▸ Do this
Reproduce only this part of the listing: the line with "Please locate the smoke", plus every line after it through the last.

[Image point annotation entries]
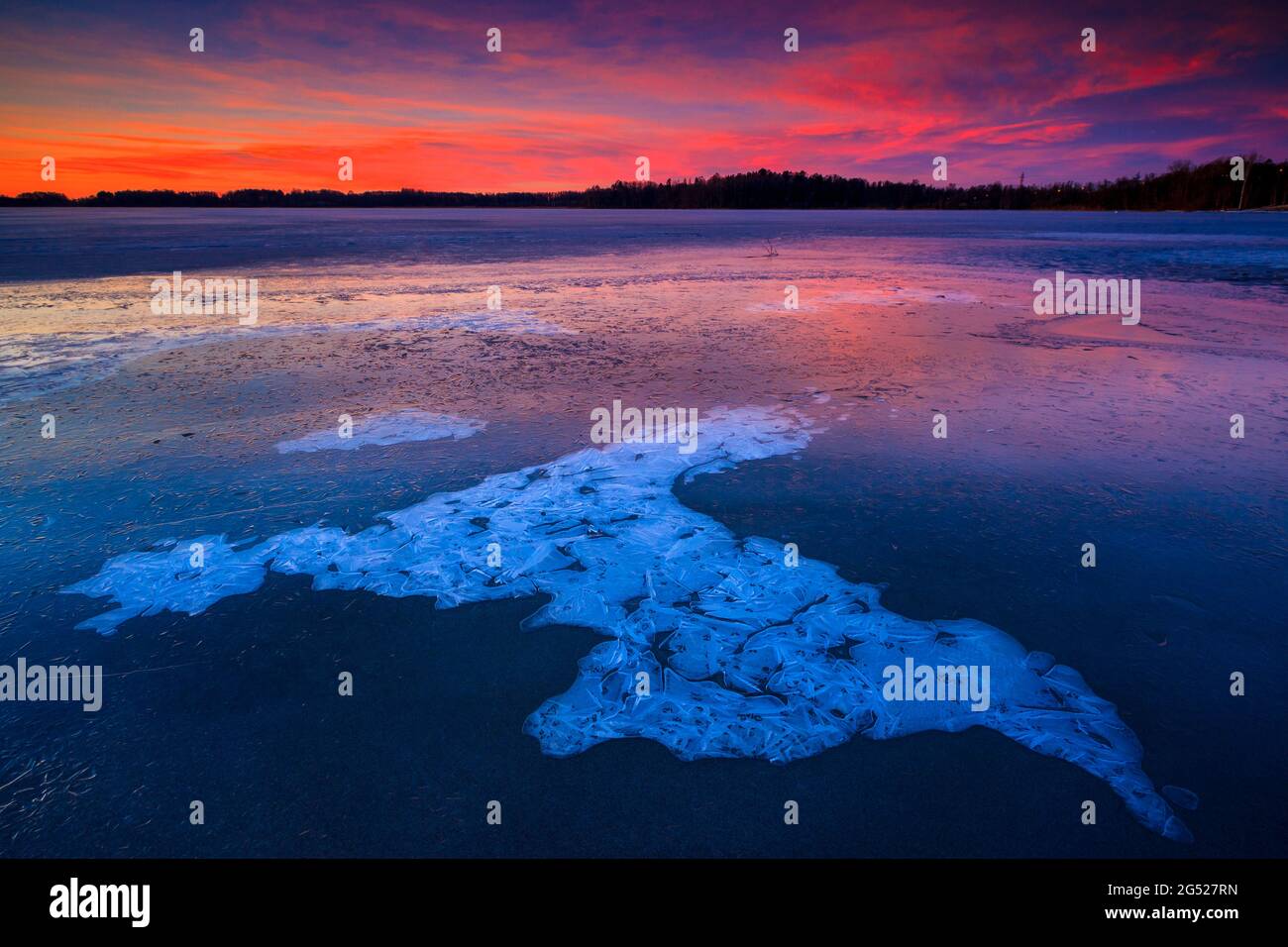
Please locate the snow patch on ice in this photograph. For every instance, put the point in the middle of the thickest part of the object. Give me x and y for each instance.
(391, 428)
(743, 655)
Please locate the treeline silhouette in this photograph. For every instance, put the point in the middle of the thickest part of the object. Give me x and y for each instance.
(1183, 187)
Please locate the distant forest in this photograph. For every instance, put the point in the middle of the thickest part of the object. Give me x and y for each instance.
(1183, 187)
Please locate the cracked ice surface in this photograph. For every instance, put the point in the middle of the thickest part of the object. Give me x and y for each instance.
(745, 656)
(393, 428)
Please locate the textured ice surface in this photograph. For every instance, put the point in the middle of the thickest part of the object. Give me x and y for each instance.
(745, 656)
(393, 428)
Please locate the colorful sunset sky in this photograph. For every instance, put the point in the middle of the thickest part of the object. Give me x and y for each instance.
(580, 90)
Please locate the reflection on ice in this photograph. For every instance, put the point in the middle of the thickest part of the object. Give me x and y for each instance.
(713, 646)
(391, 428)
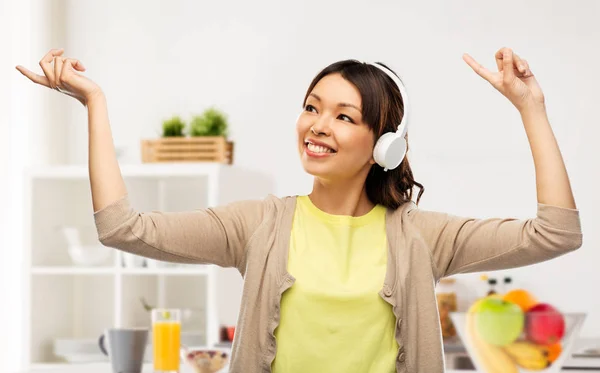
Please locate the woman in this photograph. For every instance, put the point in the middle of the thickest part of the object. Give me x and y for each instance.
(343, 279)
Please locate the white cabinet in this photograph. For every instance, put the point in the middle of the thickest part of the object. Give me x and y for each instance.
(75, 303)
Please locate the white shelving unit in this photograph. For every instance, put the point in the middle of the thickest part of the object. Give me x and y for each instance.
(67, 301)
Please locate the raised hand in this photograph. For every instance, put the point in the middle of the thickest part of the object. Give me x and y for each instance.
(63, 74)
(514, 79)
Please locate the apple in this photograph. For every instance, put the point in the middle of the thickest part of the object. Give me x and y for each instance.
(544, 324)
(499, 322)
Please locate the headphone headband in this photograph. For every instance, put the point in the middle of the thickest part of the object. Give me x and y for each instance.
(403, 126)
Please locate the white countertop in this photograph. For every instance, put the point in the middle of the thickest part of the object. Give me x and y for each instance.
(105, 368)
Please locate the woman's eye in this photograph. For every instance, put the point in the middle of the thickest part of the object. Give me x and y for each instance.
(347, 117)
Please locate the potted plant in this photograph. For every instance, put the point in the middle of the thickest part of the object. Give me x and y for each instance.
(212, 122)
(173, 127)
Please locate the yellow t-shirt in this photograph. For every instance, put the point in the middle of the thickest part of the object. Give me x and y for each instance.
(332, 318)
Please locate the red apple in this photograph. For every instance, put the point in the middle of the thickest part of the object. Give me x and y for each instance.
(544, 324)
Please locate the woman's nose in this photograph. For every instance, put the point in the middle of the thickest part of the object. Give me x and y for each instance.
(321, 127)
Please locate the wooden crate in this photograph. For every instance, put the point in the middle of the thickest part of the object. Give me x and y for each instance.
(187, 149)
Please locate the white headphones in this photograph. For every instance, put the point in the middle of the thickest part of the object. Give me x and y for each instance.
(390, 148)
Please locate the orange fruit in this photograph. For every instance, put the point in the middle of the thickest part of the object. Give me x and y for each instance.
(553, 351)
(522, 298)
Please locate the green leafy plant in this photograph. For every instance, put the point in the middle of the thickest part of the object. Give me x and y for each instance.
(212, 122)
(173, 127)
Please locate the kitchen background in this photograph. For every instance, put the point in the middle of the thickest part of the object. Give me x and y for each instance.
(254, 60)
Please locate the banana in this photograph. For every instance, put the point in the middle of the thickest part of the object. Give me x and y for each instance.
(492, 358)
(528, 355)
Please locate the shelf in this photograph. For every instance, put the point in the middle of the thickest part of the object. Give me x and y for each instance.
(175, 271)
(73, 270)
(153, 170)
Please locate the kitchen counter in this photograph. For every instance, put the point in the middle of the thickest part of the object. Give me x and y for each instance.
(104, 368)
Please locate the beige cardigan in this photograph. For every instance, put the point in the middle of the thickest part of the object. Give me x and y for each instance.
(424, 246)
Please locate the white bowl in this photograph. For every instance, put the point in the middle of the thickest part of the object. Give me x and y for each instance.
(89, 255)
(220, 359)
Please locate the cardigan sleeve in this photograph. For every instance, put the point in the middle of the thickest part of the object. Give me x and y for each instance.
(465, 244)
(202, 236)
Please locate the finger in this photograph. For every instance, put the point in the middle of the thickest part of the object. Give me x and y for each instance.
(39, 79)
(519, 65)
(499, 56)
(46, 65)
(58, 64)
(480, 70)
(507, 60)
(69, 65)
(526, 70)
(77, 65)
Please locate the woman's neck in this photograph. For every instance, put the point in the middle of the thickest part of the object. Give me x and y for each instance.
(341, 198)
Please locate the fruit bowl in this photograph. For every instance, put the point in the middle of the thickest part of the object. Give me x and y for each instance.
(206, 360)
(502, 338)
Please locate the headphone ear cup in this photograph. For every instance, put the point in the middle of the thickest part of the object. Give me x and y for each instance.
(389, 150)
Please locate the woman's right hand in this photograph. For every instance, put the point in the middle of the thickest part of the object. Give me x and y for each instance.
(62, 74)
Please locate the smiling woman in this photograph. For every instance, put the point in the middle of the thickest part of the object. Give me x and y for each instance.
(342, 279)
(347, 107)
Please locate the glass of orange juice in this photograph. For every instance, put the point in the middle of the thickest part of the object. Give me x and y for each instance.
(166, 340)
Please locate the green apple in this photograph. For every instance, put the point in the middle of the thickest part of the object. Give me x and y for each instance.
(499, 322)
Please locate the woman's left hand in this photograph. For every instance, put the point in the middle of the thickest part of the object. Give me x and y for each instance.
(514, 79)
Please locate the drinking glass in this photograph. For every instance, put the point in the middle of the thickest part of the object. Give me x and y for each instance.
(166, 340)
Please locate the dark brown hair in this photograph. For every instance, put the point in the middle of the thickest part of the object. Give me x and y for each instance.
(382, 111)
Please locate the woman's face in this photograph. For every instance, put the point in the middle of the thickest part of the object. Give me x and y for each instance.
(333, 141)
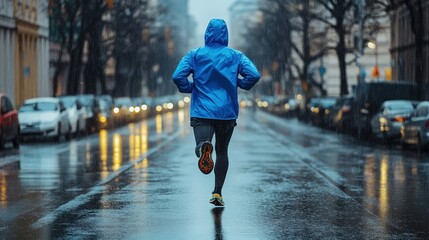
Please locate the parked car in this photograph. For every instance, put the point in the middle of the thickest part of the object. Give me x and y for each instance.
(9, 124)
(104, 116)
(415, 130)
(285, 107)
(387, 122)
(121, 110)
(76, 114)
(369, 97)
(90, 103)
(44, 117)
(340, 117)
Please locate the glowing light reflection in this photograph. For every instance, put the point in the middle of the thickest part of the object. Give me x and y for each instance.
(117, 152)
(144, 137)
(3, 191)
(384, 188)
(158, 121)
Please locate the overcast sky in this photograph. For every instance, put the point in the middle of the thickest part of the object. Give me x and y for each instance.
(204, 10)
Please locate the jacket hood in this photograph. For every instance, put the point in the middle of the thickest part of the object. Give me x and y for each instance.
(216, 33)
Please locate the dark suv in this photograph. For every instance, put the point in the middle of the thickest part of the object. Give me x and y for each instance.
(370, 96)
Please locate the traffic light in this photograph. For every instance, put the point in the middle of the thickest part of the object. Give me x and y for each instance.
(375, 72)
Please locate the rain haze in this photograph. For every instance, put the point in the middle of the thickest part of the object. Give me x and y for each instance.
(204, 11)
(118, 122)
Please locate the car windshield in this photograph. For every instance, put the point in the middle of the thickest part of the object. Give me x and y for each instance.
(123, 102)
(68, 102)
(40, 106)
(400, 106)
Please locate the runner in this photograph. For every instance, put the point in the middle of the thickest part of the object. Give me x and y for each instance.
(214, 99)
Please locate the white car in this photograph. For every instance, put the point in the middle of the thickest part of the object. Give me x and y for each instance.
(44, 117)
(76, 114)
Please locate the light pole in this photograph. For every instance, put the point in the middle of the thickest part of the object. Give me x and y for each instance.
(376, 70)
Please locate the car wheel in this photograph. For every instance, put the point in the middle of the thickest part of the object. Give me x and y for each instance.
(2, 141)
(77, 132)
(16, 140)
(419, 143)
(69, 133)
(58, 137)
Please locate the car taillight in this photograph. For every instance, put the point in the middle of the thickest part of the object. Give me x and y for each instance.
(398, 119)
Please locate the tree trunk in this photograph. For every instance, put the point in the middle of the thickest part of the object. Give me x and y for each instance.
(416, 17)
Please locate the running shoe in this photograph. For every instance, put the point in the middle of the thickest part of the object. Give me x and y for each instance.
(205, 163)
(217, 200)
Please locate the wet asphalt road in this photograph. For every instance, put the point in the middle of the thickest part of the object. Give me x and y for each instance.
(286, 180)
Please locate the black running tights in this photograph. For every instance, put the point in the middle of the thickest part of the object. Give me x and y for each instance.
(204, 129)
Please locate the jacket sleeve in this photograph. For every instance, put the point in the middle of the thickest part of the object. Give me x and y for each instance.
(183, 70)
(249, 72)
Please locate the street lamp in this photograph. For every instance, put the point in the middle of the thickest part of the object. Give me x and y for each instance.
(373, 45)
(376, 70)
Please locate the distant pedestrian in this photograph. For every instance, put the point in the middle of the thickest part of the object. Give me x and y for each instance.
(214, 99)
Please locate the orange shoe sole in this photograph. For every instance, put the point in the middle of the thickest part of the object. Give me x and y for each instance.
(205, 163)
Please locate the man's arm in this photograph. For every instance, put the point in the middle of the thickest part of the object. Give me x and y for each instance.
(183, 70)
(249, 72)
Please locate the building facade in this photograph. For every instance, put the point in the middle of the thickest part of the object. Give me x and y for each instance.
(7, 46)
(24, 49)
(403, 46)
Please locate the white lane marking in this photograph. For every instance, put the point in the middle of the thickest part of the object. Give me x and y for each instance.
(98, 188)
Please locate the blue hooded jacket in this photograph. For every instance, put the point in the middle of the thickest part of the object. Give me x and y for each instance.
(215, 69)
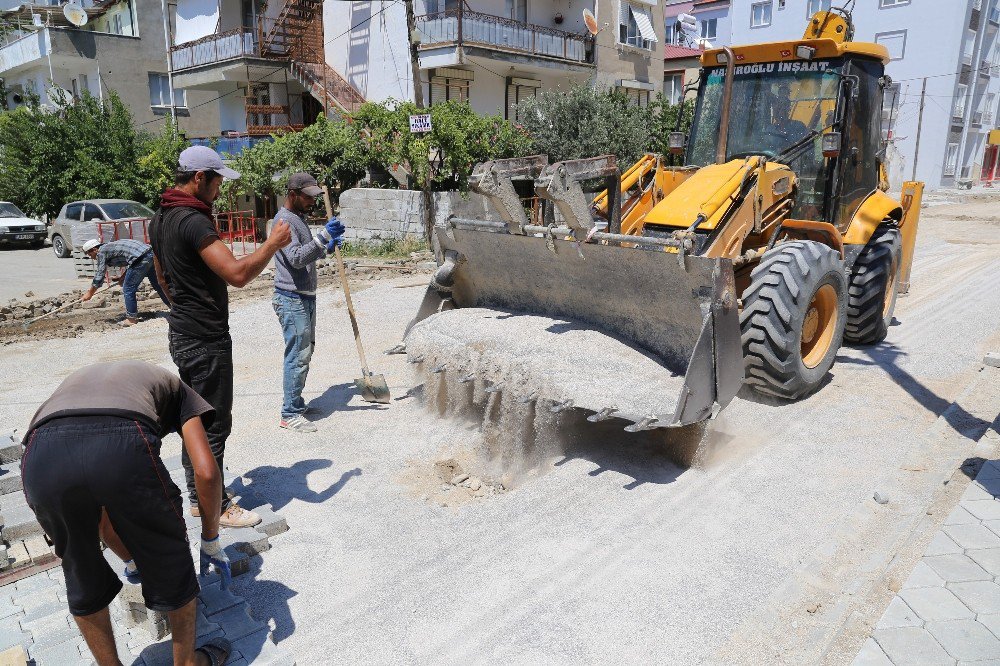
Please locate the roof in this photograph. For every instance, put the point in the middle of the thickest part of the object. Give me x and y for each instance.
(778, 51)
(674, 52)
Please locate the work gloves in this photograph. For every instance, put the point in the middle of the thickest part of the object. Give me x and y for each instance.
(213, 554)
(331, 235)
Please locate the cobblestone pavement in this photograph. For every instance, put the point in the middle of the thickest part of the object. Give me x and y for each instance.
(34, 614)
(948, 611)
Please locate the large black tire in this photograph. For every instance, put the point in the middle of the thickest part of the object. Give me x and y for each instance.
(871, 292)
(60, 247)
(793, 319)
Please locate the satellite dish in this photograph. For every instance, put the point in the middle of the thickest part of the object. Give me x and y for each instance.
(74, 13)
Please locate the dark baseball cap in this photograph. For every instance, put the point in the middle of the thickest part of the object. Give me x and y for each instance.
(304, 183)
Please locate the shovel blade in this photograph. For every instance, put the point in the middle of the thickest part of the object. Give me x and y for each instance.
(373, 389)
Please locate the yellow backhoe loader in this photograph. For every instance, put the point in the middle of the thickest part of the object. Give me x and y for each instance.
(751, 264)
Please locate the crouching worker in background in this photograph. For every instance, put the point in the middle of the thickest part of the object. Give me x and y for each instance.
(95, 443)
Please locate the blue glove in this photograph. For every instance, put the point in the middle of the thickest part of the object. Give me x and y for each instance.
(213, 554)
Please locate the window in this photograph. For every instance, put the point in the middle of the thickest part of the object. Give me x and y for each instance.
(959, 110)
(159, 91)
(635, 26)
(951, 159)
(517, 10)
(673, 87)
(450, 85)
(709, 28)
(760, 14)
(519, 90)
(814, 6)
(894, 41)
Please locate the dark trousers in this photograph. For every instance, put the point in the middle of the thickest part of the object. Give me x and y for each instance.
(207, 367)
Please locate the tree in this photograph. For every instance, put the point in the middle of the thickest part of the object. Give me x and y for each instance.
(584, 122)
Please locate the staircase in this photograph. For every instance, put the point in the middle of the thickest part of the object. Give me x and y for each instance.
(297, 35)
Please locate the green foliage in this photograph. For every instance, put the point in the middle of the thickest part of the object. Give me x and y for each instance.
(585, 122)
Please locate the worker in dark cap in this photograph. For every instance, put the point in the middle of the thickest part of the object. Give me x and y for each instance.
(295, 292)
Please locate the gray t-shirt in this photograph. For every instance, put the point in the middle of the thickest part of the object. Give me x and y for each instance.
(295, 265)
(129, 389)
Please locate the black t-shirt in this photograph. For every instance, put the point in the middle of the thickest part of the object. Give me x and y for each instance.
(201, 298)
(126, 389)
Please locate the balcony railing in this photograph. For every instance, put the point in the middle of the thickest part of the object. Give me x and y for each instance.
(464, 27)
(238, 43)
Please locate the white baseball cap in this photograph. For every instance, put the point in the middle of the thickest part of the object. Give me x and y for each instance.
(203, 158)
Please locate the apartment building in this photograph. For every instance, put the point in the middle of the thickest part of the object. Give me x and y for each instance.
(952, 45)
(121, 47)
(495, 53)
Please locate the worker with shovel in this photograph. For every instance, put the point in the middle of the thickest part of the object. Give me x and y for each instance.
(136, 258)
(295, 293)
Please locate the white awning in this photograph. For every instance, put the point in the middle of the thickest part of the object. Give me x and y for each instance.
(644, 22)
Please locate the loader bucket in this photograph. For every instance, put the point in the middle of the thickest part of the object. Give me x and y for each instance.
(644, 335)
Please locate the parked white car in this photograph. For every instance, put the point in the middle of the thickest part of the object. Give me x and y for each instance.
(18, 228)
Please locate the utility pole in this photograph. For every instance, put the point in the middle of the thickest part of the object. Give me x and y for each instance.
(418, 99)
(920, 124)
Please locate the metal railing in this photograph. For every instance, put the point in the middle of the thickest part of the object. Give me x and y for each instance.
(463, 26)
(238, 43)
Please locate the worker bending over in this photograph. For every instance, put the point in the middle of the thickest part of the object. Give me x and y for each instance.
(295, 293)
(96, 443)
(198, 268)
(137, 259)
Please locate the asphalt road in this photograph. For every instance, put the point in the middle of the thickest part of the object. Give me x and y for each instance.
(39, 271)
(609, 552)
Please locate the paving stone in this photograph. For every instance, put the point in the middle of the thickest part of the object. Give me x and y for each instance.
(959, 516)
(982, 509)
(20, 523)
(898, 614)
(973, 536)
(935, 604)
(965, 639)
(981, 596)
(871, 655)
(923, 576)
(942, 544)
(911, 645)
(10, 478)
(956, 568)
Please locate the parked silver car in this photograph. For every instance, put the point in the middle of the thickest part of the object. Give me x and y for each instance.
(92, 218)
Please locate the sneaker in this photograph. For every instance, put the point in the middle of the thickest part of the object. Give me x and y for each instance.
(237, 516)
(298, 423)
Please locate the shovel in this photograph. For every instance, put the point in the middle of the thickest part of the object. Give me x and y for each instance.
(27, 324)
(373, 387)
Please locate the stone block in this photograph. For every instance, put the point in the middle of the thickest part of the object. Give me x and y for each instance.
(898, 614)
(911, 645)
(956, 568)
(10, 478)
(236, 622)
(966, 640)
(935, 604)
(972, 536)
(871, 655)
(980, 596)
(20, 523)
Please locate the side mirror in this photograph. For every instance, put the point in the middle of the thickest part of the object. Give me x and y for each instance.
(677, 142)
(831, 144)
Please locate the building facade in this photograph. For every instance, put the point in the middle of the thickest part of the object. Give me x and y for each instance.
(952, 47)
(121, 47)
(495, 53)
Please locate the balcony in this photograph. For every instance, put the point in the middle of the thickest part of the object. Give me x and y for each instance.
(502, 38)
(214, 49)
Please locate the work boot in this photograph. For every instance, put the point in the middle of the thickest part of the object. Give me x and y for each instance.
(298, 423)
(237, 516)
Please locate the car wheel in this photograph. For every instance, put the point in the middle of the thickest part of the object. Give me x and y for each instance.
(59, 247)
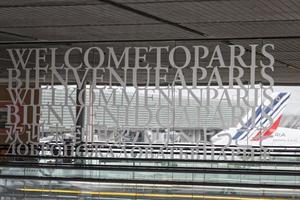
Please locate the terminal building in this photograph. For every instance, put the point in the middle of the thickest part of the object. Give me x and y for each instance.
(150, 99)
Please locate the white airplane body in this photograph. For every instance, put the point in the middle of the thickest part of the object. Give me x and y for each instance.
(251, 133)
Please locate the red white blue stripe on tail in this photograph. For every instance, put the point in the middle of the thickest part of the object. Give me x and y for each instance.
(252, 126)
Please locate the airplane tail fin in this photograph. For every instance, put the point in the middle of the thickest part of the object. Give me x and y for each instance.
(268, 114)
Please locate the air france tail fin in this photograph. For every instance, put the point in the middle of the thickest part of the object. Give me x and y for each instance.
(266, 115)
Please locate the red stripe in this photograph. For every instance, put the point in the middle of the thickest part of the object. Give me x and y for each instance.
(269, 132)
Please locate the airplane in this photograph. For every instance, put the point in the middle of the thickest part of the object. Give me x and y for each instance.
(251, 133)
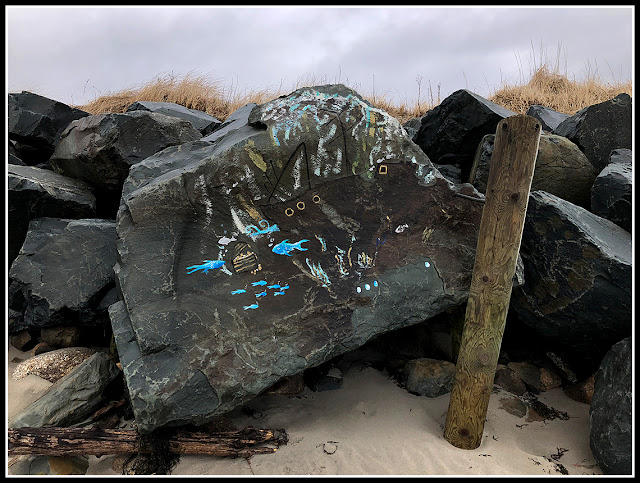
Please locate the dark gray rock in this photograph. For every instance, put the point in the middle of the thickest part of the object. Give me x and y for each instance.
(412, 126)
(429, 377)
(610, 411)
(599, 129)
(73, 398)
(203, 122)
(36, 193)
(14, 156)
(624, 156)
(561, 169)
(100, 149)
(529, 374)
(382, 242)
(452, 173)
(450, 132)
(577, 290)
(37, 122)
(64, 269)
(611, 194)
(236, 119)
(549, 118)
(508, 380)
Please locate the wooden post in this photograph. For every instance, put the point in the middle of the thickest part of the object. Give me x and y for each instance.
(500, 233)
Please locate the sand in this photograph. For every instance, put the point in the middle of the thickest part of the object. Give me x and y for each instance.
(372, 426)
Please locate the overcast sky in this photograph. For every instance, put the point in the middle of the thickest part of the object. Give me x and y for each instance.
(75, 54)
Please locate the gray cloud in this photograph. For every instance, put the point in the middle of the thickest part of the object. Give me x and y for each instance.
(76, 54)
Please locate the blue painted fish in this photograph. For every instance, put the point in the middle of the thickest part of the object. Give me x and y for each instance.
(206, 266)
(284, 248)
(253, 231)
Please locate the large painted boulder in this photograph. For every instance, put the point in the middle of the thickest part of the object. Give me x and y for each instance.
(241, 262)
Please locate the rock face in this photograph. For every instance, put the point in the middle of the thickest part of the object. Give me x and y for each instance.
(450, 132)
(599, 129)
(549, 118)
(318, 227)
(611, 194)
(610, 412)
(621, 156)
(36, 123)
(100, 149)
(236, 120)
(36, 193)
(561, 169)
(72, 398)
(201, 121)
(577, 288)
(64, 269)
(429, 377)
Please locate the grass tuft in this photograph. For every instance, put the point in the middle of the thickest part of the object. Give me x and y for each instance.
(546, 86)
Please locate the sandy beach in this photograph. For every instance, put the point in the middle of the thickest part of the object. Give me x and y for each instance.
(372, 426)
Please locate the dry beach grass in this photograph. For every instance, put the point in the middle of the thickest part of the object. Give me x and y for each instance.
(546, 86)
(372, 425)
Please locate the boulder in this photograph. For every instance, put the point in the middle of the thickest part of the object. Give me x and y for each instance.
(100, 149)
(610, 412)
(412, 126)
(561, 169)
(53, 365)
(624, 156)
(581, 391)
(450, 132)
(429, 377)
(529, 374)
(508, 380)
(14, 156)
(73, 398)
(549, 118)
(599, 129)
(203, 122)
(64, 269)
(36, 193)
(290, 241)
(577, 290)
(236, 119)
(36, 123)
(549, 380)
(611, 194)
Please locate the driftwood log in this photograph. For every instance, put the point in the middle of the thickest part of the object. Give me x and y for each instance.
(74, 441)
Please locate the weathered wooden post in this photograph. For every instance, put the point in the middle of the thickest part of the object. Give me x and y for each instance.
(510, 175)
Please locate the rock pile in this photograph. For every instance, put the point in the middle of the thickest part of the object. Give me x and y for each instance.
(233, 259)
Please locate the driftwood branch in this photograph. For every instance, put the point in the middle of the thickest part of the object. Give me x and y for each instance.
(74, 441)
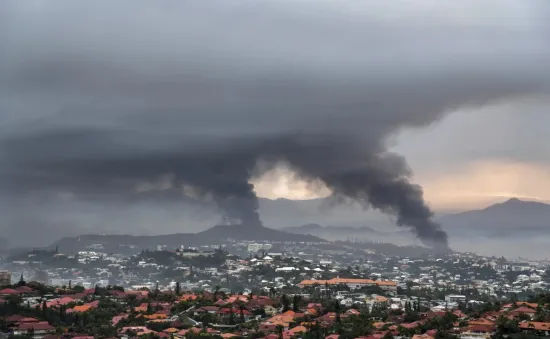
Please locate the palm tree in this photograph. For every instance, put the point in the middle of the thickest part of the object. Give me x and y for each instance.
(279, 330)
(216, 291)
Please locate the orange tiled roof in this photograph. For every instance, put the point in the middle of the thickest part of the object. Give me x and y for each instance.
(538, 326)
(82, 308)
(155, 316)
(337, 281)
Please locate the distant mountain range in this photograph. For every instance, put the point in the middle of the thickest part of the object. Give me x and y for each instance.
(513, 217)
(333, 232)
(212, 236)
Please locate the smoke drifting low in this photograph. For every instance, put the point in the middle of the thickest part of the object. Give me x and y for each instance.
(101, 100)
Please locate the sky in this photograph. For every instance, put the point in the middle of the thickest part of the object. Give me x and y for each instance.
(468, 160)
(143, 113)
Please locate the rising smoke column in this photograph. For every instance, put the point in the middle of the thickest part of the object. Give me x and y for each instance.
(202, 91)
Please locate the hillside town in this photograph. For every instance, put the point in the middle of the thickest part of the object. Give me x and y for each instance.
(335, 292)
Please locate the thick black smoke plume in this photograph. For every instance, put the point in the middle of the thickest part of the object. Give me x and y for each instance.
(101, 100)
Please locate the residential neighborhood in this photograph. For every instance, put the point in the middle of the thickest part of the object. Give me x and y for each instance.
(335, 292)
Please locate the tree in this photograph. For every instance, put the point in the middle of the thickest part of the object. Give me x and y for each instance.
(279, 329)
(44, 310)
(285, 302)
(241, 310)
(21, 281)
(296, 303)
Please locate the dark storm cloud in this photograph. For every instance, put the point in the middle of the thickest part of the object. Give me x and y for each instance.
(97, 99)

▸ Worked answer
Please locate the smoke drifting low in this photograph. For every instance, put the point in the middle of the thickest part of the object. Give me x and y for each instance.
(101, 100)
Please locate the sky in this photograph. For every instance, put the point in the middle of the thickest part of the object. Give me x and y for each instance.
(468, 160)
(143, 113)
Please locate the rising smoke column in this photograph. For every instance, put the point in the middle of the thickest part of the object. Give me x and y for each instance.
(202, 91)
Please locate the hillside town in this photograph. For every instance, put the point in the middle of the thickest part of the object. Give me x and y for each instance.
(335, 292)
Please locate the thick black smoke plume in this photograph. For every instance, put the point in the middle of the thickest part of the object. Give me x and y for each instance.
(101, 100)
Please locate the residential neighborhood in this photograph. For every instance, put the point in the middle of the thickest part of the object. Give me x and y for each instance.
(335, 292)
Please locate the tree in this photograph. For every instance, put the point in the middle of the thickest part of the object. Give me x and y for each instance.
(279, 329)
(44, 310)
(285, 302)
(241, 310)
(21, 281)
(296, 303)
Please locate the dark storm cloud in this photograph. For every instance, put the point in the middle of the thickest part of the object. Give me x and y for each instance.
(97, 99)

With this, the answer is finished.